Short problem: Print all of the data below without changing a single character.

Dataset content:
------------------------

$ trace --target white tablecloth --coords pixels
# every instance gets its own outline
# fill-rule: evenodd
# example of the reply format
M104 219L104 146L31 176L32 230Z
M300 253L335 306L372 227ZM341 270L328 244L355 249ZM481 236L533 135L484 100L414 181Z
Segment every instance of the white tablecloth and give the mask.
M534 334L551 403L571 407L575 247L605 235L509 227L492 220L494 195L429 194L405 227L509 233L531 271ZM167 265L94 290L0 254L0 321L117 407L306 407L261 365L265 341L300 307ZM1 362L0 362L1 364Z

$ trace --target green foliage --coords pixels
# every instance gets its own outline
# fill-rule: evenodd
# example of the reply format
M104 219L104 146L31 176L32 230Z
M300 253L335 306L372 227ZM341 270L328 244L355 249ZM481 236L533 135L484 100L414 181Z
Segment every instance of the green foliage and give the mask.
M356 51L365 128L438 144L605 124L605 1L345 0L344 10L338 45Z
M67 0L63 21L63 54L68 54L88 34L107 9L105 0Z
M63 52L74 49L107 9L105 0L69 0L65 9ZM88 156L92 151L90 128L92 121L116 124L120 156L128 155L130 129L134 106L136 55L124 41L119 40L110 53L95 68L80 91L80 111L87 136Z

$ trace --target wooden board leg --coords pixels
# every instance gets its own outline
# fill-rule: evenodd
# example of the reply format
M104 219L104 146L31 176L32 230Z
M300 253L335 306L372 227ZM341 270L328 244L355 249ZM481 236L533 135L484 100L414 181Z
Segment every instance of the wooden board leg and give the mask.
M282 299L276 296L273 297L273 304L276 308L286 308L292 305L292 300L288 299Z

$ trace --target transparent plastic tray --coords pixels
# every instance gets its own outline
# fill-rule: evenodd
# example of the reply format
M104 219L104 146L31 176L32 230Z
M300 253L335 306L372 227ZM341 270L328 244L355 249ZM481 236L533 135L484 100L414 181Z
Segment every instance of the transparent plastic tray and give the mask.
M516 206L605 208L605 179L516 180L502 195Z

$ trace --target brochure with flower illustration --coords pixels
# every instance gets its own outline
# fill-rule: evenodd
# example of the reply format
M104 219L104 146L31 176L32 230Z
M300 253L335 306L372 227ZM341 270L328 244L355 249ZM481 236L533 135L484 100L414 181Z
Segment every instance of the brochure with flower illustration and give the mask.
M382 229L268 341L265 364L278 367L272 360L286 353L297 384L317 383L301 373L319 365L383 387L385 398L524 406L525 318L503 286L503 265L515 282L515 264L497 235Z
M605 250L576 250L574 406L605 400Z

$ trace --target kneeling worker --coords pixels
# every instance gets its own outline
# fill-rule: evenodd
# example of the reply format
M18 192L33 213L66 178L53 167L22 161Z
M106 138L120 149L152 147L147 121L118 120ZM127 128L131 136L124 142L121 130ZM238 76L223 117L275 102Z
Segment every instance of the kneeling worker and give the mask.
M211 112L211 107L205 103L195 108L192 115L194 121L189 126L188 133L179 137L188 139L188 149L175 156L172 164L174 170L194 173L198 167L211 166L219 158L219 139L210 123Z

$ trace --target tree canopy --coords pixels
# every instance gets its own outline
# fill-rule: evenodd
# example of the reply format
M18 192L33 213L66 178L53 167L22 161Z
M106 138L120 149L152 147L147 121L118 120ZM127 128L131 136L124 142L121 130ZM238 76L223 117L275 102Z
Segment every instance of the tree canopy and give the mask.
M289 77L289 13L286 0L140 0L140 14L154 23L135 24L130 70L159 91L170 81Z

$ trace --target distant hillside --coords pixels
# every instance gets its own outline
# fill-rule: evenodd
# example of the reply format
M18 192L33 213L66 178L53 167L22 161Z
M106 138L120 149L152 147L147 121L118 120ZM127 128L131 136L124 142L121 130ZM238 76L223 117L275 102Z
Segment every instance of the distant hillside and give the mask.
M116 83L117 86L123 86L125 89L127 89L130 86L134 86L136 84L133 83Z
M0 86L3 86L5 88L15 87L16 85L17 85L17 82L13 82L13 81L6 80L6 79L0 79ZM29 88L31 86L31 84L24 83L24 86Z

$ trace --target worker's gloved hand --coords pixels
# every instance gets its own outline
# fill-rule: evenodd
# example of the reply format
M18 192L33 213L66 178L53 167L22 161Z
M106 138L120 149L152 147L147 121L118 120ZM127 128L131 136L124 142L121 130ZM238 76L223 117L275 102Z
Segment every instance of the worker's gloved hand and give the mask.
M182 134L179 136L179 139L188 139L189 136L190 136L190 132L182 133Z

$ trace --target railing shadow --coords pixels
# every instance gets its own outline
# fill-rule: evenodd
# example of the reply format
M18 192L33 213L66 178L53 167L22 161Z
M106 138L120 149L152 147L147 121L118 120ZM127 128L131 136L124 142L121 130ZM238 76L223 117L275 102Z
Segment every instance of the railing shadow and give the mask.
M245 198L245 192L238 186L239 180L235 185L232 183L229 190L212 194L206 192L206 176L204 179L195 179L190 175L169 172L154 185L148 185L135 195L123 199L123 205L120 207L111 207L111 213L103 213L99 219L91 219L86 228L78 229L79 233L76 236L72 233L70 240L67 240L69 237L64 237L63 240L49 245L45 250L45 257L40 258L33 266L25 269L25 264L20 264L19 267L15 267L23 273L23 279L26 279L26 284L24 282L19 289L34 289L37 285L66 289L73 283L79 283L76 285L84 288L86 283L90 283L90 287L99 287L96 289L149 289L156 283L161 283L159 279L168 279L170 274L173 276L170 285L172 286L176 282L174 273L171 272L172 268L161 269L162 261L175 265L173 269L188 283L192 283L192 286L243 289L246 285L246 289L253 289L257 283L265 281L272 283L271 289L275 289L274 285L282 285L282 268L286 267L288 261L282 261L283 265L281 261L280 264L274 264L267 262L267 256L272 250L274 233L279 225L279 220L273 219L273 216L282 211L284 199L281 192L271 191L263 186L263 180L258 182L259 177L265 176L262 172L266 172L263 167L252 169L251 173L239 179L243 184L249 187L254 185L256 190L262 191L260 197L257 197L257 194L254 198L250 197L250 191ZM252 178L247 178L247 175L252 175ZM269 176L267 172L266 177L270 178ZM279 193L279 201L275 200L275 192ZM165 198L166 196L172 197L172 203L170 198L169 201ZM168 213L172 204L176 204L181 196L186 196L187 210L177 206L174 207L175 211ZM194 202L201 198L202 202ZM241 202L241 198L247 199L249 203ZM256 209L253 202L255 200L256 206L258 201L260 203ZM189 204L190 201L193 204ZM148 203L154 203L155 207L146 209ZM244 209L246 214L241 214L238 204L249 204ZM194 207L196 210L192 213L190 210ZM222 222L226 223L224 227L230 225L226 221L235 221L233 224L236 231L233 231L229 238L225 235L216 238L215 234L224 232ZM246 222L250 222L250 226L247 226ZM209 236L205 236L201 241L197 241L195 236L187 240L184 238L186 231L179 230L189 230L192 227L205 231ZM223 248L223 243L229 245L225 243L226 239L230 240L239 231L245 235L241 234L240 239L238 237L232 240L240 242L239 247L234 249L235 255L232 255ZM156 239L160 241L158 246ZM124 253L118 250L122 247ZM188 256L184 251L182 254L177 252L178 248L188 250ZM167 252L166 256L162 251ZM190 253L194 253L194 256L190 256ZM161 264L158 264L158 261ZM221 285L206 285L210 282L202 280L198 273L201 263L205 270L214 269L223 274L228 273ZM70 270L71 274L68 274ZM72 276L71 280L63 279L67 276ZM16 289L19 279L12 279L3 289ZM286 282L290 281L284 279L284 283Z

------------------------

Solution for this problem:
$ trace --target white tablecloth --coords pixels
# every instance gets its own outline
# fill-rule: evenodd
# example of the reply format
M104 219L104 146L31 176L32 230Z
M300 253L335 306L372 227ZM341 270L328 244L355 249ZM481 236L533 135L484 100L414 181Z
Segment every instance of the white tablecloth and give the mask.
M534 334L551 403L571 407L575 247L605 235L509 227L492 220L494 195L429 194L405 227L509 233L531 271ZM167 265L94 290L0 254L0 321L117 407L306 407L261 365L265 341L300 307ZM1 362L0 362L1 364Z

$ trace --target green foliage --coords pixels
# every instance gets its own outline
# fill-rule: evenodd
# example of the reply format
M104 219L104 146L31 176L32 230Z
M300 253L335 306L372 227ZM341 270L328 244L355 249ZM481 236L533 135L484 100L414 181Z
Segment every instance of the green foliage and give the mask.
M356 51L365 128L438 144L605 124L605 1L345 0L344 10L338 45Z
M67 0L63 21L63 54L68 54L88 34L107 9L105 0Z
M63 52L74 49L107 9L105 0L69 0L65 9ZM88 156L92 151L90 128L92 121L116 124L120 156L128 155L130 129L134 106L136 55L124 41L119 40L110 53L95 68L80 91L80 111L87 136Z

$ trace --target wooden board leg --coords pixels
# every instance gets its own outline
# fill-rule: evenodd
# example of the reply format
M104 219L104 146L31 176L32 230Z
M300 253L335 306L372 227ZM341 270L328 244L355 249ZM481 236L533 135L484 100L414 181Z
Segment every instance of the wooden board leg and give the mask.
M282 299L276 296L273 297L273 304L276 308L286 308L292 305L292 300L288 299Z

$ trace --target transparent plastic tray --coords pixels
# every instance gets its own outline
# fill-rule: evenodd
# example of the reply format
M104 219L104 146L31 176L32 230Z
M300 253L335 306L372 227ZM341 270L328 244L355 249ZM481 236L533 135L484 100L414 181Z
Segment every instance of the transparent plastic tray and give the mask.
M516 206L605 208L605 179L516 180L502 195Z

$ trace --target brochure with flower illustration --coords pixels
# every instance gets its own outline
# fill-rule: evenodd
# example of the reply format
M104 219L104 146L31 176L32 230Z
M300 253L335 306L372 227ZM341 270L328 244L355 249ZM481 236L533 135L484 100L414 181Z
Segment every instance of the brochure with flower illustration and give the mask.
M382 229L268 341L265 364L278 367L272 360L286 353L297 384L317 383L301 373L319 365L383 387L385 398L524 406L525 318L503 286L503 265L515 282L515 264L497 235Z
M605 250L576 250L574 406L605 400Z

$ trace --target kneeling worker --coords pixels
# every instance gets its own outline
# fill-rule: evenodd
# example of the reply format
M18 192L33 213L66 178L53 167L22 161Z
M106 138L120 149L152 147L147 121L118 120ZM127 128L131 136L124 142L121 130ZM238 76L223 117L275 102Z
Segment every instance of the kneeling worker and give the mask.
M211 112L211 107L205 103L195 108L192 115L194 121L189 126L188 133L179 137L188 139L188 149L175 156L172 164L174 170L194 173L198 167L211 166L219 158L219 139L210 123Z

$ trace --target tree canopy --coords pixels
# every instance gets its own outline
# fill-rule: evenodd
# example of the reply format
M18 192L33 213L66 178L53 167L22 161Z
M106 138L120 149L152 147L147 121L118 120ZM127 128L131 136L124 142L121 130ZM238 76L223 117L275 102Z
Segment every instance of the tree canopy and give the mask.
M289 77L289 13L286 0L140 0L140 14L154 23L135 24L130 70L159 91L170 81Z

$ trace --target distant hillside --coords pixels
# every instance gets its own outline
# fill-rule: evenodd
# example of the reply format
M18 192L33 213L66 178L53 167L22 161Z
M106 138L120 149L152 147L147 121L118 120ZM127 128L131 136L124 142L121 130ZM238 76L223 117L275 102Z
Segment every instance of the distant hillside and give the mask.
M116 83L117 86L123 86L125 89L127 89L130 86L134 86L136 84L133 83Z
M0 86L3 86L5 88L15 87L16 85L17 85L17 82L13 82L13 81L6 80L6 79L0 79ZM29 88L31 86L31 84L24 83L24 86Z

$ trace --target worker's gloved hand --coords pixels
# every instance gets its own outline
# fill-rule: evenodd
# example of the reply format
M18 192L33 213L66 178L53 167L22 161Z
M106 138L120 149L152 147L147 121L118 120ZM127 128L131 136L124 142L121 130ZM238 76L223 117L275 102Z
Segment every instance of the worker's gloved hand and give the mask.
M182 134L179 136L179 139L188 139L189 136L190 136L190 132L182 133Z

$ trace --target railing shadow --coords pixels
# every instance gets its own outline
# fill-rule: evenodd
# example of the reply format
M18 192L33 213L66 178L53 167L22 161Z
M106 138L120 149L152 147L147 121L118 120ZM127 128L131 136L124 142L121 130ZM238 76L223 117L275 102Z
Segment every instance of the railing shadow and give the mask.
M245 198L245 192L238 186L239 180L235 185L232 183L229 190L212 194L206 192L206 176L204 179L195 179L190 175L169 172L154 185L148 185L135 195L123 199L123 205L120 207L111 207L111 213L103 213L99 219L91 219L86 228L78 229L79 233L76 236L72 233L70 240L67 240L69 237L64 237L63 240L49 245L45 250L45 257L40 258L33 266L25 269L25 264L20 264L19 267L15 267L23 273L23 279L26 279L26 284L24 282L19 289L34 289L37 285L66 289L73 283L79 283L76 285L84 288L86 283L90 283L90 287L99 287L96 289L149 289L156 283L161 283L159 279L168 279L170 274L173 276L170 285L172 286L176 282L174 273L171 272L172 268L161 269L162 261L175 265L173 269L188 283L192 283L192 286L243 289L246 285L246 289L253 289L257 283L265 281L272 283L271 289L275 289L274 285L282 285L282 268L286 267L288 261L282 261L283 265L281 261L280 264L274 264L267 262L267 256L272 250L274 233L279 225L279 220L273 219L273 216L282 211L284 199L281 192L271 191L263 186L263 180L258 182L259 177L265 176L262 172L266 172L263 167L252 169L251 173L239 179L243 184L249 187L254 185L256 190L262 191L260 197L257 197L257 194L254 198L250 197L250 191ZM252 178L247 178L247 175L252 175ZM269 176L267 172L266 177L270 178ZM279 193L279 201L275 200L275 192ZM165 198L166 196L172 197L172 203L170 198L169 201ZM168 213L172 204L176 204L181 196L186 196L187 210L177 206L174 207L175 211ZM194 202L201 198L202 202ZM241 202L241 198L247 199L249 203ZM256 209L253 202L255 200L256 206L258 201L260 203ZM189 204L190 201L193 204ZM148 203L154 203L155 207L146 209ZM244 209L246 214L241 214L238 204L249 204ZM194 207L196 210L192 213L190 210ZM222 222L226 223L224 227L230 225L226 221L235 221L233 224L236 231L233 231L229 238L225 235L216 238L215 234L224 232ZM246 222L250 222L250 226L247 226ZM209 236L205 236L201 241L197 241L195 236L187 240L184 238L186 231L179 230L189 230L192 227L205 231ZM223 248L223 243L229 245L225 243L226 239L230 240L239 231L245 235L241 234L240 239L238 237L232 240L240 242L239 247L234 249L235 255L232 255ZM156 239L160 241L158 246ZM124 253L118 250L122 247ZM188 256L184 251L182 254L177 252L178 248L188 250ZM167 252L166 256L162 251ZM190 253L194 253L194 256L190 256ZM161 264L158 264L158 261ZM221 285L206 285L210 282L202 280L198 273L201 263L205 270L214 269L223 274L228 273ZM70 270L71 274L68 274ZM72 276L71 280L63 279L67 276ZM16 289L19 279L12 279L3 289ZM286 282L290 281L284 279L284 283Z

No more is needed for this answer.